Text excerpt:
* * *

Jigten Sumgön (1143-1217), was the founder of the Drikung Kagyu lineage[1] and main disciple of Phakmo Drüpa.[2] He founded Drikung Thil Monastery in 1179.[3]

Jigten Gonpo and the Drikung lineage are best known for the set of teachings known as The Five Profound Paths of Mahāmudrā (phyag chen lnga ldan). Some of Jigten Sumgön's sayings were collected by Sherab Jungne into what is known as "Gongchik - The Single Intention" (dgongs gcig),[4] a profound philosophical compendium that further developed in commentarial works written in the following generation.[5] Some of Jigten Gonpo's teachings were collected by another disciple into what is known as the Heart of the Great Vehicle's Teachings (theg chen bstan pa'i snying po).[6]

Family[edit]

His great-grandmother was Achi Chokyi Drolma, who prophesied his birth and vowed to protect his lineage. His father was Naljorpa Dorje, a practitioner of Yamantaka, and his mother was Rakyisa Tsunma.[7] Jigten Sumgön born in to a famous clan called the Kyura (skyu ra) in the Kham region of Tibet by the name of Tsungu, in 1143. His father was a devote Vajrayana practitioner, but died when Jigten Sumgön’s was still a boy. At that time, Jigten Sumgön started to support his family by reciting scriptures. When he was only eight years old, it is said that he understood that all phenomena were like a reflection in a mirror.[8]

Name[edit]

The meaning of Jigten Sumgön is "The Lord of the Triple Words". Jigten Sumgön is known under various names: Drikung Kyobpa Jigten Gonpo Rinpoche, Drikung Kyobpa Jikten Gönpo Rinchen Päl, Lord Jigten Sumgön, Kyobpa Rinpoche, and many others.

* * *

Excerpted data:

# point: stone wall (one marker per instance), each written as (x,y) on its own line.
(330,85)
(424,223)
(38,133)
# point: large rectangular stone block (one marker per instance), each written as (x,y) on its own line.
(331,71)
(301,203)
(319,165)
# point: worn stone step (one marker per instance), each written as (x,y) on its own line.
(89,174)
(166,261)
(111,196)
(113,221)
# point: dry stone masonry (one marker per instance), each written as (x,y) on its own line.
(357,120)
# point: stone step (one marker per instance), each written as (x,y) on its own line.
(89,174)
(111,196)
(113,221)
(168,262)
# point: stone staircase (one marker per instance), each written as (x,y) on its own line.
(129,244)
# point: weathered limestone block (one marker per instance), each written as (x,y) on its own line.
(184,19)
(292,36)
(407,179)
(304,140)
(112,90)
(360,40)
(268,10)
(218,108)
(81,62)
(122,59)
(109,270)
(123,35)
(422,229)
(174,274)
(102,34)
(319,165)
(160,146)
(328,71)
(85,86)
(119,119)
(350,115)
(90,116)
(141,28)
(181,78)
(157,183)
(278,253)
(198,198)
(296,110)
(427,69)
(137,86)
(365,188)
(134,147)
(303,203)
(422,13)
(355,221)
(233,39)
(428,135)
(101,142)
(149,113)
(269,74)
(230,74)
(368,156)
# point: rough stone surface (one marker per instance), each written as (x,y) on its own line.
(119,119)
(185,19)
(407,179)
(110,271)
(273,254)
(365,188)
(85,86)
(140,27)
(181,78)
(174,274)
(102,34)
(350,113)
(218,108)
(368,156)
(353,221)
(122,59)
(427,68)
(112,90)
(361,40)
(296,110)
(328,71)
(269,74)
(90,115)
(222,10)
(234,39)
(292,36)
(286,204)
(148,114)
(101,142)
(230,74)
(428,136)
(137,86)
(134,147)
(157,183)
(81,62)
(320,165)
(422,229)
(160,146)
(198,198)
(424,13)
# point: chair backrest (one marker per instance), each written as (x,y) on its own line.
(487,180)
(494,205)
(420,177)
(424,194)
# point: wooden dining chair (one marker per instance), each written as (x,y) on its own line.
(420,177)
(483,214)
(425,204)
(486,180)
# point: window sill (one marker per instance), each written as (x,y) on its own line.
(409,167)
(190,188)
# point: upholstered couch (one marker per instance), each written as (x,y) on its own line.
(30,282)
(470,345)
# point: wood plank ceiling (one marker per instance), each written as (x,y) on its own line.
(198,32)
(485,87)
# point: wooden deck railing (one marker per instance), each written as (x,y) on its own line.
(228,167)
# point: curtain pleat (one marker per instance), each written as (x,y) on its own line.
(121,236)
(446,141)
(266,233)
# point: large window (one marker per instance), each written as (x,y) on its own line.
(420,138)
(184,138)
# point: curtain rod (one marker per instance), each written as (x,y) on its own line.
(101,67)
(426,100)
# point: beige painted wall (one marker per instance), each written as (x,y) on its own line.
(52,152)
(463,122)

* * *

Goals:
[1] In what year did Jigten Sumgön found Drikung Thil Monastery, according to the Jigten Sumgön text?
[2] Please pick up the Jigten Sumgön text after its last sentence and continue writing it.

Task results:
[1] 1179

[2]
Because his mother had a connection with Bon tradition, upon his birth Jigten Sumgön was initially given a Bon name, Welbar Tar (dbal 'bar thar).

Teaching[edit]

Lord Jigten Sumgön was one of the most notable masters of Tibetan Buddhism, and his teachings had wide-reaching influence for centuries to come, and up to 130,000 monks and practitioners came to his teaching at one time.[9]

The 8th Karmapa referred to Jigten Sumgön philosophical text Gongchik as “siddhanta of the Kagyupas",[10] suggesting he considered it to be the definite text outlining the philosophical tenets of all Kagyu schools. Seven centuries later, H.H. Dudjom Rinpoche quotes Jigten Sumgön[11] on something else he emphasized, the significance of the preliminary practices (Ngöndro):

Other teachings consider the main practice profound, but here it is the preliminary practices that we consider profound.

In a praise to his guru Sherab Jungne said about Jigten Sumgon:

He teaches according to the four kinds of proof:

First, the instructions of the holy lord lamas;

Second, the teachings of Sutra and Tantra of the Sugatas;

Third, the experience of you yogins;

Fourth, the history of the dharma of interdependence.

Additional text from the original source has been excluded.